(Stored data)
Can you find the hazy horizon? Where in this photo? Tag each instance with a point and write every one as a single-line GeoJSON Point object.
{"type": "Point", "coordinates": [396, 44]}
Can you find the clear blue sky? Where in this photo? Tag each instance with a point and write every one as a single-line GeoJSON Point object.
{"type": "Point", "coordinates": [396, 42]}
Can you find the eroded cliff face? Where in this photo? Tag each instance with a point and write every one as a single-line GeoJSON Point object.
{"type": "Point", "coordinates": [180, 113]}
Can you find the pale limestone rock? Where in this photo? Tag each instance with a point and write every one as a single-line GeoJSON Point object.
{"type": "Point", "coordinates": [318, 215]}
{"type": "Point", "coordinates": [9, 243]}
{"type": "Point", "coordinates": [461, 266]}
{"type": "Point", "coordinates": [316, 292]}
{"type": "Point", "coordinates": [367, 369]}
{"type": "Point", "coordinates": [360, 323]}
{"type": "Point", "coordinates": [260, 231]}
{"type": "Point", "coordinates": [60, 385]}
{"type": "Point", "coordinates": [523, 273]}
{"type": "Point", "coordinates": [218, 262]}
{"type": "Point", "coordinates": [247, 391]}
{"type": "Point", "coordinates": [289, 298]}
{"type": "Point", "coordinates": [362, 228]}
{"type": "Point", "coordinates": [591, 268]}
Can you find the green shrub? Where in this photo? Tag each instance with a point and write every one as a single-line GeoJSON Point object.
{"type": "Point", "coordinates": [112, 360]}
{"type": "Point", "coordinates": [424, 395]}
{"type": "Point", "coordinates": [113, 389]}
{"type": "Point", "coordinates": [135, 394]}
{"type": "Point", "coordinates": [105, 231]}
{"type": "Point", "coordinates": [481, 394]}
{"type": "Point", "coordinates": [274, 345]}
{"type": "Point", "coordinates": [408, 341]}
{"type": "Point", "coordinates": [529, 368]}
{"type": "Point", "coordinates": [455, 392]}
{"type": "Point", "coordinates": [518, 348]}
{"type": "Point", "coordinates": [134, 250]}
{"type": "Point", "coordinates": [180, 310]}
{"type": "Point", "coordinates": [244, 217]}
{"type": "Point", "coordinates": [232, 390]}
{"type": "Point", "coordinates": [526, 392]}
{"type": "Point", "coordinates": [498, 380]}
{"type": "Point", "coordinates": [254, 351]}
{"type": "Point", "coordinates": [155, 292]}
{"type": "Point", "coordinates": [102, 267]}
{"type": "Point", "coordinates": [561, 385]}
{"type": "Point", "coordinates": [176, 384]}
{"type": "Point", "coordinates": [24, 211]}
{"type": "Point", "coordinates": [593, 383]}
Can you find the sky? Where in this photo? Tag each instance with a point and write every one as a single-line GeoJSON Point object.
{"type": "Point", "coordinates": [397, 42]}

▸ **Aim**: Convert the lines above into a numbered list, omitting any blank lines.

▸ **Solution**:
1. Can you find the hazy horizon? Where in this photo? Tag each instance with a point and write every one as a single-line GeoJSON Point object.
2. {"type": "Point", "coordinates": [396, 44]}
3. Can you find the clear blue sky? Where in this photo? Tag each instance with a point and write every one as a single-line GeoJSON Point object.
4. {"type": "Point", "coordinates": [396, 42]}
5. Can you find the eroded cliff face? Where in this photo? Tag each instance with a point and write every one as a single-line GeoJSON Point object.
6. {"type": "Point", "coordinates": [180, 113]}
7. Can you find the pale limestone rock? Where in this photo? Tag each instance with a point and write every one as a single-line GeoJSON Point object.
8. {"type": "Point", "coordinates": [318, 215]}
9. {"type": "Point", "coordinates": [9, 243]}
10. {"type": "Point", "coordinates": [461, 266]}
11. {"type": "Point", "coordinates": [316, 292]}
12. {"type": "Point", "coordinates": [367, 369]}
13. {"type": "Point", "coordinates": [360, 323]}
14. {"type": "Point", "coordinates": [260, 231]}
15. {"type": "Point", "coordinates": [60, 385]}
16. {"type": "Point", "coordinates": [523, 273]}
17. {"type": "Point", "coordinates": [218, 262]}
18. {"type": "Point", "coordinates": [247, 391]}
19. {"type": "Point", "coordinates": [289, 298]}
20. {"type": "Point", "coordinates": [362, 228]}
21. {"type": "Point", "coordinates": [591, 268]}
22. Can you find the green shrub? Where in this photo? Tag each instance with a point and write every one as a single-line GeoJSON Point object.
23. {"type": "Point", "coordinates": [112, 360]}
24. {"type": "Point", "coordinates": [424, 395]}
25. {"type": "Point", "coordinates": [113, 389]}
26. {"type": "Point", "coordinates": [135, 394]}
27. {"type": "Point", "coordinates": [105, 231]}
28. {"type": "Point", "coordinates": [481, 394]}
29. {"type": "Point", "coordinates": [274, 345]}
30. {"type": "Point", "coordinates": [408, 341]}
31. {"type": "Point", "coordinates": [529, 368]}
32. {"type": "Point", "coordinates": [455, 392]}
33. {"type": "Point", "coordinates": [518, 348]}
34. {"type": "Point", "coordinates": [134, 250]}
35. {"type": "Point", "coordinates": [180, 310]}
36. {"type": "Point", "coordinates": [244, 217]}
37. {"type": "Point", "coordinates": [232, 390]}
38. {"type": "Point", "coordinates": [526, 392]}
39. {"type": "Point", "coordinates": [498, 380]}
40. {"type": "Point", "coordinates": [254, 351]}
41. {"type": "Point", "coordinates": [155, 292]}
42. {"type": "Point", "coordinates": [102, 267]}
43. {"type": "Point", "coordinates": [561, 385]}
44. {"type": "Point", "coordinates": [176, 384]}
45. {"type": "Point", "coordinates": [24, 211]}
46. {"type": "Point", "coordinates": [593, 383]}
47. Can you find the sky? Where in this photo? Tag each instance with a point and write every one as a single-line GeoJSON Point object.
48. {"type": "Point", "coordinates": [397, 42]}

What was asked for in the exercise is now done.